### Entries provided
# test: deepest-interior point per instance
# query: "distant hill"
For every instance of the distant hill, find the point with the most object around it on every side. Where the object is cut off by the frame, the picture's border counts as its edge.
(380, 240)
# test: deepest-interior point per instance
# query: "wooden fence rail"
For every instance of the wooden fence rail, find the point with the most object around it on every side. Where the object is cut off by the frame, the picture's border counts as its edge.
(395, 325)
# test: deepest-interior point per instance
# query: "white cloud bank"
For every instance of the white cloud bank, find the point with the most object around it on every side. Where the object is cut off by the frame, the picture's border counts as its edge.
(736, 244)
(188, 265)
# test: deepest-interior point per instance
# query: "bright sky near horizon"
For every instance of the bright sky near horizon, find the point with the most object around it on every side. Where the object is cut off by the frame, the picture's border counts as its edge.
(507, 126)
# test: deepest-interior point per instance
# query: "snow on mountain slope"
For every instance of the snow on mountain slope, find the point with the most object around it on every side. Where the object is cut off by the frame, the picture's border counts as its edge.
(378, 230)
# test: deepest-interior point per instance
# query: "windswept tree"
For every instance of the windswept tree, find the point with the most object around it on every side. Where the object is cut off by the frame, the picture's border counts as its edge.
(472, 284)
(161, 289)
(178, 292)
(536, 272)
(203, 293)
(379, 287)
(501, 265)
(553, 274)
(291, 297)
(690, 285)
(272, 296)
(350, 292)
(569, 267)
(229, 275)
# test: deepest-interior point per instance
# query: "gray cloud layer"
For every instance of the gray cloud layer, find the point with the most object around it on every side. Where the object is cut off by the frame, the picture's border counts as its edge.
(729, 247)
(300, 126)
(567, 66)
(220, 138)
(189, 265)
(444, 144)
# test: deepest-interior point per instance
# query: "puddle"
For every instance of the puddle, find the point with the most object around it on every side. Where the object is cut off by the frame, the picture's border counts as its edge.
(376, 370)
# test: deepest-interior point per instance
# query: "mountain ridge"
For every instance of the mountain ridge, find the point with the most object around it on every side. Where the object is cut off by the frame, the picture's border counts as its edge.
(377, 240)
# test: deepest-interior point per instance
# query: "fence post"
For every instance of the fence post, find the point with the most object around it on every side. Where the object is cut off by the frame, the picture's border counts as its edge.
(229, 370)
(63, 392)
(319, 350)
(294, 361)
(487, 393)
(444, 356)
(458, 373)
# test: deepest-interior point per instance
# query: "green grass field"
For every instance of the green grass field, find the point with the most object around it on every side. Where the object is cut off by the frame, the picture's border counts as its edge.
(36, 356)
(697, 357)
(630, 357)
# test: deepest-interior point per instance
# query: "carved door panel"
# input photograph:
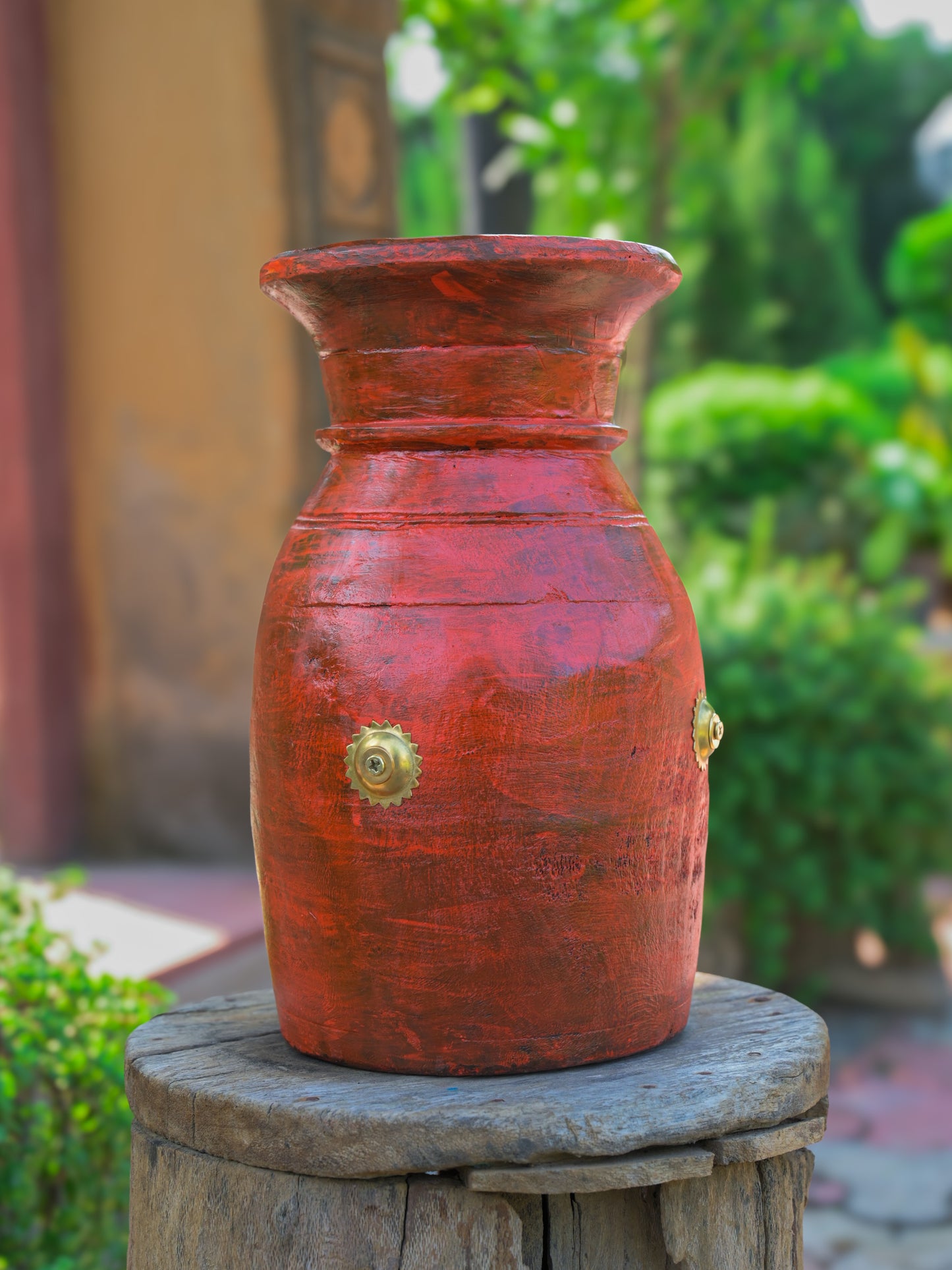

### Work task
The pictures stay out; copy the rest of the data word for word.

### Response area
# test: deepest-interior point per instance
# query: "distant hill"
For every instance of the distant hill, find the point with the most object around it on every side. Where the object is cut off by the frame, the picture's border counts as its edge.
(380, 240)
# test: deepest-interior point per instance
# query: "wooden fence rail"
For every instance of the wooden fence rail, find the point with the most object around it on every side. Where the object is cut off by the frame, the picture's border counts as its edge.
(395, 325)
# test: deepest-interior point per instance
# query: "white cloud bank"
For every instance of the white cloud bank, find the point with the most object around it on every side. Where the object is cut off by the frame, the picture's border counts as its edge.
(736, 244)
(188, 265)
# test: deepest-interior point per instance
# query: "bright sky near horizon"
For every instance of the bright sky near horizon, find the point with the most object around it on every side. Where the object is cut off by the frame, the picture's border counts as its edge.
(507, 126)
# test: deepest-interior point per instance
# query: "snow on mountain slope"
For every instance of the snow on mountain slope, find the point with the most object around it on every side. Where the object is cut off by the frame, the picture's border counts as its edge.
(378, 230)
# test: deepest-interior point per instance
# query: "windswept tree"
For every instance of the windswept tree, find the point with the most object around it on every side. Where the object is cut off by the frame, the picture's border counts as its edge.
(472, 284)
(161, 289)
(178, 292)
(536, 272)
(203, 293)
(379, 287)
(501, 265)
(553, 274)
(291, 297)
(690, 285)
(272, 296)
(350, 292)
(569, 267)
(229, 275)
# test: deepest-interior point per instance
# query: "gray cloud layer"
For every instance of the gray cloud layer, find the point with the most object around it on every side. Where the object is cut off by the frame, the picture's border counts as its edge.
(729, 247)
(300, 126)
(567, 66)
(220, 138)
(189, 265)
(444, 144)
# test: deepest-interior point per instance
# query: "puddle"
For every instance of the puddle, find the point with the most object around it on every side. Where the object is cut off by the frame, the picture's border counts as its edge.
(376, 370)
# test: deepest-interior point per instance
# query: "mountain ridge"
For every instance of the mountain ridge, find the point with the most object around it on every side. Where the object is cut off by the frame, the picture's border counts as its edge.
(377, 240)
# test: deepest-interior point per instance
# query: "fence post"
For every instance of the fence post, find the point with the most object around it on every side. Where the object is cut off by the frame, the picture's border counts as its edge.
(229, 370)
(63, 392)
(319, 350)
(294, 361)
(487, 393)
(444, 356)
(458, 373)
# test: deepest-interior point per instance
# query: "green grass field"
For every instance of the green grass field, find the point with the most object around it on every side. Where the object is cut off by the frame, the picture's border counts as its edge.
(36, 356)
(697, 357)
(630, 357)
# test: deepest-interior point per instance
# query: "carved door panel"
# input photograph:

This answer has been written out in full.